Prompt. Write out the data below in full. Keep it exact.

Data to examine.
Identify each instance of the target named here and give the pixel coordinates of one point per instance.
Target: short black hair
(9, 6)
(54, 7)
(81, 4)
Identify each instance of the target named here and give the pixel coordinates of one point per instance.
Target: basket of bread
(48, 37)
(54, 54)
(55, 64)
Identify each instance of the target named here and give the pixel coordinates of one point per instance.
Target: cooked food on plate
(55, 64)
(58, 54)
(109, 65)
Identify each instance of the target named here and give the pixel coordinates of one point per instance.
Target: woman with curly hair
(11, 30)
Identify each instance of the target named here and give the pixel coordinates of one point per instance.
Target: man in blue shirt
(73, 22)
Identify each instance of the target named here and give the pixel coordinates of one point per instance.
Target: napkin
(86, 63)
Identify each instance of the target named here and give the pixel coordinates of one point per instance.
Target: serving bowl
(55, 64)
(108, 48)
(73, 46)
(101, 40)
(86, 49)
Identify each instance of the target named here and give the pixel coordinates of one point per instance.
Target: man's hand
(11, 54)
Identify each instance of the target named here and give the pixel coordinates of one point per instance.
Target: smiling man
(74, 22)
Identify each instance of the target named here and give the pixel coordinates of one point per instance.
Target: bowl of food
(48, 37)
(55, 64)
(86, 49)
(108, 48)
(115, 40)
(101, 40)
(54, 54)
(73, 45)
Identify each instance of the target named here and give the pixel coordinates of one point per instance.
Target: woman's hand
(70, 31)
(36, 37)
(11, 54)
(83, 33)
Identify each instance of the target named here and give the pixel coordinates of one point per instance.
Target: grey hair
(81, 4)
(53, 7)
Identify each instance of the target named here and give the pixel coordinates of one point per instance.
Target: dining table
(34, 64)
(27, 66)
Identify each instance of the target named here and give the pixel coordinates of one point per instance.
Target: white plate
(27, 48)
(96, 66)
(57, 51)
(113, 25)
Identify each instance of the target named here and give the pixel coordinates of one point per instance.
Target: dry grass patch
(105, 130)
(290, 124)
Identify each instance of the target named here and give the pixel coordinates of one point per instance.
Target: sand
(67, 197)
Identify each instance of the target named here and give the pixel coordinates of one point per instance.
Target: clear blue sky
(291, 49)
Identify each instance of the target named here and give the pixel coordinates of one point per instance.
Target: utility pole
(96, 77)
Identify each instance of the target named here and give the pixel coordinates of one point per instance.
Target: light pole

Expected output.
Identify each instance of the target named here and give the pixel coordinates of one point per instance.
Target: short black hair
(9, 6)
(54, 7)
(81, 4)
Identify each instance of the target named here and give the pixel coordinates of one point per instance.
Target: basket of bread
(48, 37)
(54, 54)
(55, 64)
Identify each instance of the target named here and give the pixel coordinates of one point per instance.
Target: cooked food on plate
(55, 64)
(58, 54)
(109, 65)
Identify each instance of the target named here and give the pixel coordinates of one point per instance.
Target: woman with curly hair
(11, 30)
Identify each instance of the target named here and give the pixel coordinates of one point per instance.
Target: man in blue shirt
(73, 22)
Identify each instance of the target named here and give the pixel coordinates of one point per instance.
Target: napkin
(86, 63)
Identify each instance of the target named here and give the pixel coordinates of one point per instance.
Target: serving bowl
(55, 64)
(108, 48)
(73, 46)
(101, 40)
(86, 49)
Identify each instance of the target named here and give the pixel coordinates of one point per instance.
Target: man's hand
(11, 54)
Identify each instance of the target named here and give the pixel coordinates of one point per instance.
Target: smiling man
(74, 22)
Identify each instance of the target named here and give the pixel coordinates of one point per instance.
Target: bowl of food
(48, 37)
(55, 64)
(86, 49)
(108, 48)
(115, 40)
(101, 40)
(54, 54)
(73, 45)
Identify each instance of the target named here and give the pixel coordinates of one point per instance.
Target: woman's hand
(70, 31)
(36, 37)
(11, 54)
(83, 33)
Identify each instance of the target named here and give the pixel coordinates of one point per instance.
Target: grey hair
(81, 4)
(53, 7)
Identify each instance of the target named here and give the pixel coordinates of one point per instance.
Target: dining table
(34, 64)
(27, 66)
Identify each instance of the target named here and give the pixel coordinates of one point per instance.
Target: white plate
(27, 48)
(96, 66)
(57, 51)
(113, 25)
Identify each instance of the target named here and give the pixel coordinates of one point per instance.
Target: dry grass patch
(105, 130)
(290, 124)
Identify each instance of the target named here and give the pixel coordinates of one point per instance.
Target: sand
(67, 197)
Identify each instance of the target named here and give the pixel coordinates of one point per instance.
Target: clear blue sky
(291, 49)
Identify each instance of the target named here and give the pixel coordinates of one point per instance.
Target: utility pole
(96, 77)
Identify each instance of the target named here and give the pixel coordinates of one point per instance.
Target: light pole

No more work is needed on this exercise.